Copy out every line of the items below, keeping each character unchanged.

* begin Provided information *

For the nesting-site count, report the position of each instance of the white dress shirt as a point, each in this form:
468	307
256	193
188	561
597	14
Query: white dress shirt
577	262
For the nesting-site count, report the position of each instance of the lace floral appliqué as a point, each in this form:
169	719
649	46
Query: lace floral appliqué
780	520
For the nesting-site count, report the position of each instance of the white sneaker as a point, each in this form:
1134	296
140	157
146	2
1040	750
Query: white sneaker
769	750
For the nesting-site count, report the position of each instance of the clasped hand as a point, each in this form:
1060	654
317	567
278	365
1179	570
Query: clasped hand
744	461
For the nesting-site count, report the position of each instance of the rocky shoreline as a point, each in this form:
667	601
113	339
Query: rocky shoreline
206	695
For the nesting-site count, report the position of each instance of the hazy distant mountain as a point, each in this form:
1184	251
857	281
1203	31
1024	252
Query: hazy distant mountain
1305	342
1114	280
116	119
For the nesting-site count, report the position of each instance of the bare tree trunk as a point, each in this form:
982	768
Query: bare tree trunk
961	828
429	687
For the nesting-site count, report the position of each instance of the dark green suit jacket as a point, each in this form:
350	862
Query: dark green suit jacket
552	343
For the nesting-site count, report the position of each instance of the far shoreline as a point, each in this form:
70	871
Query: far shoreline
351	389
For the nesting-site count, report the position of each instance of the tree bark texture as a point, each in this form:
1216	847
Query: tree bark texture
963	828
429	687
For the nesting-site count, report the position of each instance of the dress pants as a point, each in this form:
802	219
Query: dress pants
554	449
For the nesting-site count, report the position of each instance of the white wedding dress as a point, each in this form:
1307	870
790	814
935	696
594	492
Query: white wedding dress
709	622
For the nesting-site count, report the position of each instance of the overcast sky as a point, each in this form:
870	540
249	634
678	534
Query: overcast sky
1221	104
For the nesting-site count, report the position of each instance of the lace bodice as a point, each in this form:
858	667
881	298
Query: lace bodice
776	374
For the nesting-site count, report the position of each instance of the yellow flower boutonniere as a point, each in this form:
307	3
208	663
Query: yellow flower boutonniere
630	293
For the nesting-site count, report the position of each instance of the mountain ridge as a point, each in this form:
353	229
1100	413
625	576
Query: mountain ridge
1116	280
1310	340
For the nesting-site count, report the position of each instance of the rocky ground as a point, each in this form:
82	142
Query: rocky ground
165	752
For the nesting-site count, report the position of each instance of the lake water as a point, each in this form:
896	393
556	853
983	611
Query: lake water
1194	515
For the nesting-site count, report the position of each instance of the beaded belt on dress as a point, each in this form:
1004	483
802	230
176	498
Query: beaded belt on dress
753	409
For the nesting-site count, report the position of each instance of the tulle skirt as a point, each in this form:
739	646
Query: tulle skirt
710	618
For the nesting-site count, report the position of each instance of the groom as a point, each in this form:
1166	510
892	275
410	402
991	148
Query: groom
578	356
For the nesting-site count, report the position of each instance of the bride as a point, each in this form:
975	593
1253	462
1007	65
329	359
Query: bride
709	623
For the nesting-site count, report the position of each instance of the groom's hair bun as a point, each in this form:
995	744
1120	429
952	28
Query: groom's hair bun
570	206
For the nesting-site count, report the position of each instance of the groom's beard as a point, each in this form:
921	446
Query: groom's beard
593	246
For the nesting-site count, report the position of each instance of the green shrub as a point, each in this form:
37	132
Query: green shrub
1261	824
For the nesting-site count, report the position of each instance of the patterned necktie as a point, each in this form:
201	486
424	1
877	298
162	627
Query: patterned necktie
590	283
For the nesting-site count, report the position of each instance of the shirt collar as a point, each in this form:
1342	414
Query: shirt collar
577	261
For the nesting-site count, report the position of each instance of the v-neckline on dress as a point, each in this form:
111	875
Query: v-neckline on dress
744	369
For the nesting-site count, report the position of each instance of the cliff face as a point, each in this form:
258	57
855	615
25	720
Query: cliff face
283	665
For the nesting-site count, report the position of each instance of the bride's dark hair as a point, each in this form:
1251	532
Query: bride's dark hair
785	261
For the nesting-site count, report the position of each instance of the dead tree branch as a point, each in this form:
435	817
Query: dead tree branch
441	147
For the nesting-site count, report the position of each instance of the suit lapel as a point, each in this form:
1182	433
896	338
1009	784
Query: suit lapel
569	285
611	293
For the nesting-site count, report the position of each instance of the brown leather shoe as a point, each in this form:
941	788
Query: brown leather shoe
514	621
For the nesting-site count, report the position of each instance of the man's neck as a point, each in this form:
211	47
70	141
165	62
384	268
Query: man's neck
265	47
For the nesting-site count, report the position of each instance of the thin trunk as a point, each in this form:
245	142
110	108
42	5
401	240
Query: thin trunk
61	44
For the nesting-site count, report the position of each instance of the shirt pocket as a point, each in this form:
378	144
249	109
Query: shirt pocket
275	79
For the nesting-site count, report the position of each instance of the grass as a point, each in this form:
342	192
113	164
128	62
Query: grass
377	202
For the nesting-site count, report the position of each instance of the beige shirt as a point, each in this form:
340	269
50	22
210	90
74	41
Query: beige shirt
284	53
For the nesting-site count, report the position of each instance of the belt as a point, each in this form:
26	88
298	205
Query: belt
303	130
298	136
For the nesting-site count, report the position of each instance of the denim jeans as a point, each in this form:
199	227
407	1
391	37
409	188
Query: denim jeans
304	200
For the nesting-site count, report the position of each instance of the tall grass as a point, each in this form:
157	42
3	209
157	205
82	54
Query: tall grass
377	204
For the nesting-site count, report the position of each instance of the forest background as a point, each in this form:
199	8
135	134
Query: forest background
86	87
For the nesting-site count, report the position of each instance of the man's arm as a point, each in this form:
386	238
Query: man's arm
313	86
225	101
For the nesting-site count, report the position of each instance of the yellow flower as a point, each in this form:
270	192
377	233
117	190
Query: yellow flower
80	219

* end Provided information *

### Response to this exercise:
For the nesting-site count, report the position of each instance of the white dress shirt as a point, each in this form:
468	307
256	193
188	561
597	14
Query: white dress shirt
577	262
For the nesting-site count, report the position of each instance of the lace floral appliqué as a point, each in this form:
169	719
649	46
Query: lace floral appliqué
780	520
For the nesting-site count, report the position of each instance of the white sneaker as a point, each in this form:
1134	296
140	157
146	2
1040	750
Query: white sneaker
769	750
For the nesting-site count, report the position of each instance of the clasped hand as a point, each in this form:
1060	654
317	567
278	365
1179	570
Query: clasped hand
744	461
For the nesting-site count, report the position of each instance of the rocky shoreline as a point, each in this form:
667	601
113	339
Query: rocky shoreline
206	695
For the nesting-site count, report the position of each instance of the hazy distant mountain as a point, each in this form:
1184	251
857	281
1203	31
1024	252
Query: hazy distant mountain
1305	342
1114	280
116	119
For the nesting-site count, report the position of each instance of the bare tree trunk as a point, each in this form:
982	768
Query: bare tree trunk
961	828
429	687
For the nesting-site count, report the position of each instance of the dark green suit jacket as a point, each in this form:
350	862
Query: dark green suit jacket
552	343
For the nesting-site count, report the position of each instance of the far shoreline as a point, each in this form:
70	871
Query: far shoreline
351	389
For the nesting-site count, report the position of each instance of the tree bark texture as a point, each in this form:
1216	847
Query: tree bark texture
963	828
429	687
For the nesting-site count, report the position of each instance of the dress pants as a point, each in this form:
802	219
Query: dress pants
554	449
For the nesting-site count, report the position of each instance of the white wedding dress as a point, each in this form:
1307	870
790	814
935	696
594	492
Query: white wedding dress
709	622
For the nesting-site count, report the position of each instance of the overcast sky as a point, each in this form:
870	540
249	634
678	534
Query: overcast sky
1221	104
For the nesting-site count, report the position of each instance of the lace bodice as a point, each in this form:
858	667
881	298
Query: lace bodice
776	374
For the nesting-site count, report the position of each instance of the yellow flower boutonniere as a point, each in this form:
307	3
208	663
Query: yellow flower boutonniere
630	293
For the nesting-site count, report the position of each instance of the mountain ridge as a point, each in this form:
353	229
1100	413
625	576
Query: mountain ridge
1116	280
1310	340
For the nesting-site count, report the position of each instance of the rocky ground as a point, each in this form:
82	142
Query: rocky ground
165	752
For the nesting-site count, report the position of each instance of the lake water as a point, each in this form:
896	393
556	853
983	611
Query: lake water
1194	515
For the nesting-site count, report the position of each instance of the beaded belt on dress as a point, each in this form:
1004	483
802	230
176	498
Query: beaded belt on dress
753	409
For the nesting-site count, report the position of each instance of the tulle skirt as a point, each in this form:
739	646
Query: tulle skirt
710	618
For the nesting-site count, report the position of each instance of the groom as a point, each in this form:
1166	510
892	275
410	402
991	148
Query: groom
578	356
For the nesting-site count, report the position of each instance of the bride as a point, each in this form:
975	593
1253	462
1007	65
329	359
Query: bride
709	623
For the nesting-site count, report the position of each instance of the groom's hair bun as a point, each in this form:
995	744
1120	429
952	28
Query: groom's hair bun
570	206
For the nesting-site count, report the position of each instance of the groom's beard as a point, each in this form:
921	446
Query: groom's beard
593	246
For the nesting-site count, report the position of each instance of the green shrub as a point, each in this form:
37	132
Query: green shrub
1261	824
For the nesting-site count, report the position of each instance of the patterned necktie as a point, each in this form:
201	486
424	1
877	298
162	627
Query: patterned necktie
590	283
For the nesting-site count, report the position of each instance of the shirt collar as a point, each in this form:
1342	414
Query: shirt collar
577	261
For the nesting-site count, report the position of each instance of the v-neckline on dress as a point, each in this form:
111	875
Query: v-neckline on dress
744	369
For the nesting-site count, report the position of each instance of the cliff face as a point, each in this form:
258	57
855	615
25	720
Query: cliff face
283	665
For the nesting-site count, report the position of each instance of the bride's dark hair as a point, each in this form:
1251	532
Query: bride's dark hair
785	261
For the nesting-site count, report the position of each instance of the dead tree branch as a point, each in this form:
435	817
Query: dead tree branch
441	147
For the nesting-site count, report the position of each instance of the suit lapel as a point, each in this form:
1182	433
896	338
1009	784
Query: suit lapel
569	285
611	293
For the nesting-site count, report the position of each instance of the brown leather shoe as a point, each in this form:
941	788
Query: brown leather shoe
514	621
For the nesting-site count, report the position of each instance of the man's neck as a point, each in this form:
211	47
70	141
165	62
384	268
Query: man's neck
265	47
For the nesting-site count, report the position of each instance of the thin trunk as a point, each in this form:
245	142
110	108
42	5
401	240
Query: thin trunk
61	44
For the nesting-site count, report the position of each instance of the shirt pocket as a point, each in this form:
378	144
249	109
Query: shirt pocket
275	79
For the nesting-site count, report the position of each instance of the grass as a point, each in this form:
342	192
113	164
128	62
Query: grass
377	202
For the nesting-site count, report the position of each instance of the beige shirt as a point, each in this form:
340	269
50	22
210	90
74	41
Query: beige shirt
284	53
For the nesting-site count, report the position of each instance of the belt as a point, each in this form:
26	88
298	205
Query: belt
303	130
298	136
For the nesting-site count, report the position of each instance of the denim jeans as a point, each in this form:
199	227
407	1
391	37
409	188
Query: denim jeans
304	200
For the nesting-site count, report the position of each instance of the tall grass as a point, each in this form:
157	42
3	209
157	205
82	54
Query: tall grass
377	204
For the nesting-site count, report the position of each instance of the forest background as a point, each in this form:
199	8
135	134
Query: forest background
86	87
For the nesting-site count, report the position of each instance of the man's arm as a point, each in this form:
386	238
Query: man's arm
313	86
225	101
For the nesting-site count, report the position of each instance of the yellow flower as a point, each in this form:
270	192
377	233
117	190
Query: yellow flower
80	219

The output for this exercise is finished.